■ SET PROBLEM
Rewrite the part of the entries that runs from the first line through the line containing "78,58 -> 290,503", both ends included. Raise each bounding-box coordinate in the answers by 74, and leave every other word and number unchanged.

■ SOURCE DATA
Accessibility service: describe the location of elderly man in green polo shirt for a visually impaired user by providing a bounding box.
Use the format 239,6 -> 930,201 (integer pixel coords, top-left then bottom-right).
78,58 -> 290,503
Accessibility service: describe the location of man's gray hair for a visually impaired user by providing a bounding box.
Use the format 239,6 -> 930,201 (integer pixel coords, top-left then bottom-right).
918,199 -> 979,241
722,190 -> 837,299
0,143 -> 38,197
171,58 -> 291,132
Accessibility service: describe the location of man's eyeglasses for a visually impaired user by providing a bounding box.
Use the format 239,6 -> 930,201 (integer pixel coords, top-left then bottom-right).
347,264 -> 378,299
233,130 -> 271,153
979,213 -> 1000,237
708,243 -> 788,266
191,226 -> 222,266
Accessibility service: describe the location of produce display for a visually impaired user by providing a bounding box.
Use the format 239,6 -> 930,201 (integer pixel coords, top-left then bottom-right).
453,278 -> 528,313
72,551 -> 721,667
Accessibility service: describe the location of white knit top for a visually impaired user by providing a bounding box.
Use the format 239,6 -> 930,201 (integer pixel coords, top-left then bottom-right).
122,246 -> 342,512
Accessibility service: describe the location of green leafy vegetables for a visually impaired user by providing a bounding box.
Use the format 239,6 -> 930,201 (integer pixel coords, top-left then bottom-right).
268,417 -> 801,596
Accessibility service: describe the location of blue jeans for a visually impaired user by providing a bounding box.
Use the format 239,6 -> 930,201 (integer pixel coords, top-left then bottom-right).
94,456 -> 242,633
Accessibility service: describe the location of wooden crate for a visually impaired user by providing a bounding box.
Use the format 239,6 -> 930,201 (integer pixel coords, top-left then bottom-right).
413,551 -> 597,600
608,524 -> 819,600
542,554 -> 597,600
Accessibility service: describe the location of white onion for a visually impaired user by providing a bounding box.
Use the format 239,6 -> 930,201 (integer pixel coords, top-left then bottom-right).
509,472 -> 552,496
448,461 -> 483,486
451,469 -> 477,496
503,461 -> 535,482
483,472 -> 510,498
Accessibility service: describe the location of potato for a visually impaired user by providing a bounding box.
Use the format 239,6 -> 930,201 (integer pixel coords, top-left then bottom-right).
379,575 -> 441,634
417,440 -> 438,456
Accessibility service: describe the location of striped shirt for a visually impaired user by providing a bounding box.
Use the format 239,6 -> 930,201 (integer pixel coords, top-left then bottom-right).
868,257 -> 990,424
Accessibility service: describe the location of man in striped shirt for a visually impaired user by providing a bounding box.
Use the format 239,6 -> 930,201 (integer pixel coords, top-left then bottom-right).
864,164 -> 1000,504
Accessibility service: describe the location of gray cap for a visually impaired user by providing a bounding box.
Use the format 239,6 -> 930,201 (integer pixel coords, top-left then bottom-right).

■ RESPONSE TO THE EXERCISE
Accessibility service: describe the location of elderly man in green polo shirt for a visually impaired user by providing a bounding box.
Use the format 239,6 -> 930,201 (integer pixel coords, top-left then bottom-right).
152,132 -> 364,577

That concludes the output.